* [Input material]
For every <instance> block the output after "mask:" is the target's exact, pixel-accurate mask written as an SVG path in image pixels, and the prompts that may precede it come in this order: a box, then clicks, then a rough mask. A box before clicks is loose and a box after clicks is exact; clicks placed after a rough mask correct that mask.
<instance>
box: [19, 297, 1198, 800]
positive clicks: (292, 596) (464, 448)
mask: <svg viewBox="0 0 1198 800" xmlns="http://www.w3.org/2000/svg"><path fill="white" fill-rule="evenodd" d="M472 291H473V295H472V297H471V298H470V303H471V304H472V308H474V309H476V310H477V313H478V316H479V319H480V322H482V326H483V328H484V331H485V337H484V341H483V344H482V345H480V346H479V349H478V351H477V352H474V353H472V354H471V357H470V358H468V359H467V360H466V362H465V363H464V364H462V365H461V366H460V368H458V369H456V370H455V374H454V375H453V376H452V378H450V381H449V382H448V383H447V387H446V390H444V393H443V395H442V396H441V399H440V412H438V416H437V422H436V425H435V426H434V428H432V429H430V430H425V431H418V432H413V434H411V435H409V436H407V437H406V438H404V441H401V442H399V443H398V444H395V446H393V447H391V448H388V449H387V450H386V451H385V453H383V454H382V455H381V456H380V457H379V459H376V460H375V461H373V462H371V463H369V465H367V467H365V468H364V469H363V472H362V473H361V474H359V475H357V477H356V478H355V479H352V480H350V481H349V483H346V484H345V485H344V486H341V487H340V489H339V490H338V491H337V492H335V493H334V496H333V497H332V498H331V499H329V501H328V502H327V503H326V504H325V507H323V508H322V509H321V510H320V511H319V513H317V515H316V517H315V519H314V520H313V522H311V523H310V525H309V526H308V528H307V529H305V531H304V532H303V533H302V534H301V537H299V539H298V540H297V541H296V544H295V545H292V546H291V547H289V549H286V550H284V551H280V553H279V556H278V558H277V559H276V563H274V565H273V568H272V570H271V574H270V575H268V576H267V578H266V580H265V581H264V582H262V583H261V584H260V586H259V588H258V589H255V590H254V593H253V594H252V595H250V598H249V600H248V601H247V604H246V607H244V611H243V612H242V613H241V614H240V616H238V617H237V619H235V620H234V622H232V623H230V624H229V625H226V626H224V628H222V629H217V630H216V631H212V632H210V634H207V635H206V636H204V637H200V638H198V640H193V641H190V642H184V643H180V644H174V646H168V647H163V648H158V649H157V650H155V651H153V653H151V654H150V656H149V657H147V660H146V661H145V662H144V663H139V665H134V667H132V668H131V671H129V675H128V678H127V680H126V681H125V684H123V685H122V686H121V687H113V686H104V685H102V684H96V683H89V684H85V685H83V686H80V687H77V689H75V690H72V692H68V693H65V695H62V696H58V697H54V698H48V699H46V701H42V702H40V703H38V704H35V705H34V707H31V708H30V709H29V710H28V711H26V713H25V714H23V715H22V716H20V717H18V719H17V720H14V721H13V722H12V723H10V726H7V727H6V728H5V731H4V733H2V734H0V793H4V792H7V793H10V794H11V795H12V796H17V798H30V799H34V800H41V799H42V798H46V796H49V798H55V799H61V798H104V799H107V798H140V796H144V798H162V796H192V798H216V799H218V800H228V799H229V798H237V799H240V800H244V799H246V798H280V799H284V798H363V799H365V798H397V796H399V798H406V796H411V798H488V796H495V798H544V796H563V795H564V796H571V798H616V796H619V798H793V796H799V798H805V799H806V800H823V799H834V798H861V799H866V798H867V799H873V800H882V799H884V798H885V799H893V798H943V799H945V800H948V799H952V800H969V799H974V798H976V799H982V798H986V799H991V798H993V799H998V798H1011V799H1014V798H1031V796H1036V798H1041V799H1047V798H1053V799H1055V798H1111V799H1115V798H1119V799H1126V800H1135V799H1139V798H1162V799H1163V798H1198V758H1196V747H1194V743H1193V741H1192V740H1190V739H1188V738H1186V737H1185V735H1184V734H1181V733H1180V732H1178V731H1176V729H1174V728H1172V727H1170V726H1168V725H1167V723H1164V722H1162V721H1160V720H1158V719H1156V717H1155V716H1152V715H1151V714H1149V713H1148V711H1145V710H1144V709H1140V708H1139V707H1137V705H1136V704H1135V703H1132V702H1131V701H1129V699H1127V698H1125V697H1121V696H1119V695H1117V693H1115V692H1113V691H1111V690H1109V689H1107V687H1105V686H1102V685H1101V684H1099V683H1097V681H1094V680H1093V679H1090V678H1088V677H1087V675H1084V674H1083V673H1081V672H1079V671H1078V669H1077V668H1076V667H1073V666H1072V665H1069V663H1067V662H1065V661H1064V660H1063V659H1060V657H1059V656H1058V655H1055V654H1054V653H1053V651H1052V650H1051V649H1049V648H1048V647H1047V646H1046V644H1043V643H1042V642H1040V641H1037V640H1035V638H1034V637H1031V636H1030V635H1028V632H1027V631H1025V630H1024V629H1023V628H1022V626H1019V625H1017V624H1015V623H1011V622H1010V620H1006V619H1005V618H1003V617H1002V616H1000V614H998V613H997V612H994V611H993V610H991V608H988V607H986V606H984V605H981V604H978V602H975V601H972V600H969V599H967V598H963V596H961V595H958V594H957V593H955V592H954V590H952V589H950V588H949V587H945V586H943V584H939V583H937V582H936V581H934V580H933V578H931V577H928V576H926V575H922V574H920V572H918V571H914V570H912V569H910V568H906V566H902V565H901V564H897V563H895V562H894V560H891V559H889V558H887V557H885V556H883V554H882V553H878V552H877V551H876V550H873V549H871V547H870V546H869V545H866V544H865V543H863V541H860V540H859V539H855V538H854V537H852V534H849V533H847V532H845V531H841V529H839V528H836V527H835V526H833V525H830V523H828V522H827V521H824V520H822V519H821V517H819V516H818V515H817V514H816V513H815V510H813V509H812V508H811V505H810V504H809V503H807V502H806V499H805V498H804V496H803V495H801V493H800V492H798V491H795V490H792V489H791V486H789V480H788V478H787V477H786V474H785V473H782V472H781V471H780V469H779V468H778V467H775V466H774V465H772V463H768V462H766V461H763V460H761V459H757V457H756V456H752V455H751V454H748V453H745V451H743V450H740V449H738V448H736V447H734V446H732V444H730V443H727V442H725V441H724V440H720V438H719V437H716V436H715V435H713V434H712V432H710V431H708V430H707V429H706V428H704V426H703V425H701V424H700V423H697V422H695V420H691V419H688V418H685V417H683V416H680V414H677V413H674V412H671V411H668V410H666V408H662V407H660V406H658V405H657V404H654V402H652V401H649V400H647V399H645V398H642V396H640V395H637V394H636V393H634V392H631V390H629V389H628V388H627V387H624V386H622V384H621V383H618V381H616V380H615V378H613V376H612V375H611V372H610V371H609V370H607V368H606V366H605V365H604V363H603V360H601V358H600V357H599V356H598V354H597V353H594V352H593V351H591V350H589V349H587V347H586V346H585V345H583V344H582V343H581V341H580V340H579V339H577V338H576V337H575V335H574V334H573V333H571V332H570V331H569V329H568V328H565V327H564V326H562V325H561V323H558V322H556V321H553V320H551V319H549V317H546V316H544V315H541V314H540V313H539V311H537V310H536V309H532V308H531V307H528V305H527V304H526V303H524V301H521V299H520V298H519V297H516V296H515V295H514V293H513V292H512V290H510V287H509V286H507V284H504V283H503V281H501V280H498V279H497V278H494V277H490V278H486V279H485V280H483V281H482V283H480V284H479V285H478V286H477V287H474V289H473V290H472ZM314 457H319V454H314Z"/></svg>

* [Task item]
Give every line of the records above as a JSON list of strings, one string per line, leaving out blank lines.

* [Task answer]
[
  "For every <instance> block the output after \"mask:\" is the target's exact, pixel-accurate mask written as an SVG path in image pixels, and the prompts that may precede it come in this order: a box, then clicks, then a rough mask. A box before clicks is loose and a box after clicks is exact; clicks placed after a rough mask correct that mask.",
  "<instance>",
  "box: [19, 297, 1198, 800]",
  "positive clicks: (292, 596) (464, 448)",
  "mask: <svg viewBox=\"0 0 1198 800\" xmlns=\"http://www.w3.org/2000/svg\"><path fill=\"white\" fill-rule=\"evenodd\" d=\"M472 291H473V295H472V297H471V298H470V303H471V304H472V308H474V309H476V310H477V313H478V316H479V319H480V322H482V326H483V328H484V331H485V337H484V341H483V344H482V345H480V346H479V349H478V351H477V352H474V353H472V354H471V357H470V358H468V359H467V360H466V362H465V363H464V364H462V365H461V366H460V368H458V369H456V370H455V374H454V375H453V376H452V378H450V381H449V382H448V383H447V387H446V390H444V393H443V395H442V396H441V399H440V412H438V416H437V422H436V425H435V426H434V428H432V429H430V430H425V431H418V432H413V434H411V435H409V436H407V437H406V438H404V441H401V442H399V443H398V444H395V446H393V447H391V448H388V449H387V450H386V451H385V453H383V454H382V455H381V456H380V457H379V459H376V460H375V461H373V462H371V463H369V465H367V467H365V468H364V469H363V472H362V473H361V474H359V475H357V477H356V478H355V479H352V480H350V481H349V483H346V484H345V485H344V486H341V487H340V489H339V490H338V491H337V492H335V493H334V496H333V497H332V498H331V499H329V501H328V502H327V503H326V504H325V507H323V508H322V509H321V510H320V511H319V513H317V515H316V517H315V519H314V520H313V522H311V523H310V525H309V526H308V528H307V529H305V531H304V532H303V533H302V534H301V537H299V539H298V540H297V541H296V544H295V545H292V546H291V547H289V549H286V550H284V551H280V553H279V556H278V558H277V559H276V563H274V565H273V568H272V570H271V574H270V575H268V576H267V578H266V580H265V581H264V582H262V583H261V584H260V586H259V588H258V589H255V590H254V593H253V594H252V595H250V598H249V600H248V601H247V604H246V607H244V611H243V612H242V613H241V614H240V616H238V617H237V619H235V620H234V622H232V623H230V624H229V625H226V626H224V628H222V629H217V630H216V631H212V632H210V634H207V635H206V636H204V637H200V638H198V640H193V641H190V642H184V643H180V644H174V646H168V647H163V648H158V649H157V650H155V651H153V653H151V654H150V656H149V657H147V660H146V661H145V662H144V663H139V665H134V667H132V668H131V671H129V675H128V678H127V680H126V681H125V684H123V685H122V686H121V687H113V686H104V685H102V684H96V683H89V684H85V685H83V686H80V687H77V689H75V690H72V692H68V693H65V695H62V696H58V697H54V698H48V699H46V701H42V702H40V703H38V704H35V705H34V707H31V708H30V709H29V710H28V711H26V713H25V714H23V715H22V716H20V717H18V719H17V720H14V721H13V722H12V723H10V726H7V727H6V728H5V731H4V733H2V734H0V793H4V792H7V793H10V794H11V795H12V796H17V798H30V799H34V800H41V799H42V798H46V796H49V798H55V799H61V798H104V799H107V798H140V796H144V798H162V796H192V798H216V799H218V800H228V799H229V798H237V799H240V800H244V799H246V798H280V799H284V798H363V799H365V798H397V796H399V798H406V796H411V798H488V796H495V798H544V796H563V795H564V796H571V798H616V796H619V798H793V796H799V798H805V799H806V800H823V799H834V798H861V799H866V798H867V799H873V800H882V799H884V798H885V799H893V798H943V799H945V800H948V799H952V800H969V799H974V798H976V799H982V798H986V799H991V798H993V799H998V798H1011V799H1014V798H1031V796H1036V798H1041V799H1047V798H1053V799H1055V798H1111V799H1115V798H1119V799H1126V800H1135V799H1139V798H1162V799H1163V798H1198V758H1196V747H1194V743H1193V741H1192V740H1190V739H1188V738H1186V737H1185V735H1184V734H1181V733H1180V732H1178V731H1176V729H1174V728H1172V727H1170V726H1168V725H1167V723H1164V722H1162V721H1160V720H1158V719H1156V717H1155V716H1152V715H1151V714H1149V713H1148V711H1145V710H1144V709H1140V708H1139V707H1137V705H1136V704H1135V703H1132V702H1131V701H1129V699H1127V698H1125V697H1121V696H1119V695H1117V693H1115V692H1113V691H1111V690H1109V689H1107V687H1105V686H1102V685H1101V684H1099V683H1097V681H1094V680H1093V679H1090V678H1088V677H1087V675H1084V674H1083V673H1081V672H1079V671H1078V669H1077V668H1076V667H1073V666H1072V665H1069V663H1067V662H1065V661H1064V660H1063V659H1060V657H1059V656H1058V655H1055V654H1054V653H1053V651H1052V650H1051V649H1049V648H1048V647H1047V646H1046V644H1043V643H1042V642H1040V641H1037V640H1035V638H1034V637H1031V636H1030V635H1028V632H1027V631H1025V630H1024V629H1023V628H1022V626H1019V625H1017V624H1015V623H1011V622H1010V620H1006V619H1005V618H1003V617H1002V616H1000V614H998V613H997V612H994V611H993V610H991V608H988V607H986V606H984V605H981V604H978V602H975V601H972V600H969V599H967V598H963V596H961V595H958V594H957V593H955V592H954V590H952V589H950V588H949V587H945V586H943V584H939V583H937V582H936V581H934V580H933V578H931V577H928V576H926V575H922V574H920V572H918V571H914V570H912V569H910V568H906V566H902V565H901V564H897V563H895V562H894V560H891V559H889V558H887V557H885V556H883V554H882V553H878V552H877V551H876V550H873V549H871V547H870V546H869V545H866V544H865V543H863V541H860V540H859V539H855V538H854V537H852V534H849V533H847V532H845V531H841V529H839V528H836V527H835V526H833V525H830V523H828V522H827V521H824V520H822V519H821V517H819V516H818V515H817V514H816V513H815V510H813V509H812V508H811V505H810V504H809V503H807V502H806V499H805V498H804V496H803V495H801V493H800V492H798V491H795V490H792V489H791V486H789V480H788V478H787V477H786V474H785V473H782V472H781V471H780V469H779V468H778V467H775V466H774V465H772V463H768V462H766V461H763V460H761V459H757V457H756V456H752V455H751V454H748V453H745V451H743V450H740V449H738V448H736V447H734V446H732V444H730V443H727V442H725V441H724V440H720V438H719V437H716V436H715V435H713V434H712V432H710V431H708V430H707V429H706V428H704V426H703V425H701V424H700V423H697V422H695V420H691V419H688V418H685V417H683V416H680V414H677V413H674V412H671V411H668V410H666V408H662V407H660V406H658V405H657V404H654V402H652V401H649V400H647V399H645V398H642V396H640V395H637V394H636V393H634V392H631V390H629V389H628V388H627V387H624V386H622V384H621V383H618V381H616V380H615V378H613V376H612V375H611V372H610V371H609V370H607V368H606V366H605V365H604V363H603V360H601V358H600V357H599V356H598V354H597V353H594V352H593V351H591V350H589V349H587V347H586V346H585V345H583V344H582V343H581V341H580V340H579V339H577V338H576V337H575V335H574V334H573V333H571V332H570V331H569V329H568V328H565V327H564V326H562V325H561V323H558V322H556V321H553V320H551V319H549V317H546V316H544V315H541V314H540V313H539V311H537V310H536V309H532V308H531V307H528V305H527V304H526V303H524V301H521V299H520V298H519V297H516V296H515V295H514V293H513V292H512V290H510V287H509V286H507V284H504V283H503V281H501V280H498V279H497V278H494V277H490V278H486V279H485V280H483V281H482V283H480V284H479V285H478V286H477V287H474V289H473V290H472ZM314 457H319V454H314Z\"/></svg>"
]